> [Page text]
* * *

Ningxin: I'd second Reilly, from the particular model perspective, when we look at SLMs Phi mini, TinyLlama and ONNX models running through WebNN EP, very specialized high-level operators e.g. various attentions, GQA, MatMulNBits
… we could do some research on those language models, because they are highly optimized, to see how to decompose those ops to primitives, and identify any op gaps, and investigate performance impact

<DwayneR> Ningxin: Your WebNN function idea from TPAC (composed minigraph representation with a decomposition) is useful here.

Ningxin: what is the performance impact of decomposed form, fusing ops back

Ningxin: we have been doing some investigation for those language models, we can gather some data and share in the issue

Fabio: I will get back to the group after talking with the NVIDIA team

WebNN-WebGPU interop

Anssi: I wanted us to refresh the "webgpu interop" triaged spec issues in the light of new implementation experience from ML-GPU interop work in Chromium

"webgpu interop" issues

Anssi: I believe some participants are interested in making progress in this space toward the end of the year, so want to understand which issues to bump in priority
… a lot of this is under-the-hood implementation work to get backends interop in a performant manner
… any WebNN API shape implications or possible changes suggested, or is the current MLTensor abstraction working well?
… there's some POC work to enable WebGPU-WebNN interop with ORT on UMA devices, interested in any learning from this

https://chromium-review.googlesource.com/c/chromium/src/+/6962138

Reilly: the prototyping work in Chromium seems to be going well, we have a working implementation of export on DirectML and Core ML, would like to add this to TFLite backends, work in progress
… we seem to be successful in implementing MLTensor as proposed
… the other piece is, chatting with Phillis, we designed the export method to be async based on early exploration in implementation feasibility and we think it might be possible to make it sync, and that might be the next change to happen to the current proposal, if we succeed in that implementation exercise

Anssi: sync benefit?

Reilly: performance, when moving from CPU to GPU must schedule a new GPU task, supporting sync would allow full pipeline to get sent in a one go

Ningxin: implementation experience from context creation would be beneficial, creating from WebGPU device vs. from NPU device
… in this context to interop with WebGPU, there's interest in application developers to allow NPU context interop with WebGPU

Rafael: the answer to Ningxin's questions, enabling people to use inference on NPU, the browser needs to take care of copying the data between the two adapters

Ningxin: thanks Rafael, my questions is if the developer needs to know if this path is efficient, is it zero copy or not?

Rafael: we have to experiment and look at the results

Reilly: looking at frameworks, initially DirectML was the only that tied context to GPU and other devices, other frameworks worked on higher level to span across CPU, GPU, NPU
… as Rafael said, implementation figures where to keep the buffer based on the given hint
… also adjust that based on real-world usage, buffer could be moved around

Anssi: it would be interesting to see an explainer for various approaches to UMA

Privacy considerations

Anssi: issue #886 and PR #890

<gb> Pull Request 890 Revise privacy considerations (by anssiko)

* * *

> [Data extract]
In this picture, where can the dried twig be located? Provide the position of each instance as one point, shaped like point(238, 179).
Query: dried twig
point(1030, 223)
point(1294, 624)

* * *

> [Directives]
1 > In the WebNN meeting notes, which backends does Reilly name in describing the Chromium export prototype?
2 > Can you carry the WebNN meeting notes forward from their final line?

> [Answers for the exercise]
1 > DirectML, Core ML and TFLite.

2 >
<gb> Issue 886 Revise privacy considerations (by anssiko) [privacy-tracker]

Anssi: I submitted a PR with a first stab at revising the privacy considerations section in response to privacy review we received
… the suggested changes are the following:
… - Add a new introduction section
… - Add Fingerprinting subsection, revise and expand content: note design principles wrt operators, MLContextOptions, opSupportLimits()
… - Add Execution Time Analysis subsection
… - Add WebGPU Comparison
… I requested initial review from Reilly because he had the context but welcome review from others as well
… as you see, fingerprinting is the key consideration so it got its own subsection to highlight the mitigations
… also Execution Time Analysis, the known privacy issue inherent to any compute API, got its own section and welcomes further input from experts
… lastly, we carve out discussion on WebGPU comparison into its own subsection

Reilly: didn't have a chance to look yet

MLGraph Cache

Explainer

Anssi: this topic was included to check any feedback from Apple, MikeW?

Mike: looked at this briefly, not completely clear why this does not happen implicitly
… or is this a detail I missed

<Zakim> reillyg, you wanted to explain.

Reilly: I swear this was in one of the explainers, Zoltan was in the implicit caching camp
… the example here is an API that does implicit caching, Wasm and WebGPU do that, not specified per se, but that's how Wasm does it when a module is loaded, we stick the compiled version in the same bucket so if it is compiled we reuse that instead
… in WebGPU folks reuse compiled shaders
… the difference to WebNN is the size of input, in Wasm the module size and WebGPU shaders, these are small, Wasm 10-20 MB, whereas ML models, some small, but can be from 100 MB to +1GB
… the GPU shader model does not work
… that doesn't work here very well, would be inefficient
… with a model loader approach we could possibly follow the Wasm approach, but that does not work with a model builder design
… caching is asking the developer "give me a name for the model", and the model is keyed on that

<gb> Issue 807 Caching mechanism for MLGraph (by anssiko) [question] [feature request]

Mike: I see that as per-origin, no privacy concerns with sharing models

Mike: everything looks good to me, thanks

Query supported devices

Anssi: this problem space is split in two: before and after graph compilation
… and we need to decide whether we want to proceed with "before" case, "after" case, or with both

Before graph compilation

Anssi: issue #815 and PR #884

<gb> Pull Request 884 Update explainer with new proposal for simple accelerator mapping (by zolkis)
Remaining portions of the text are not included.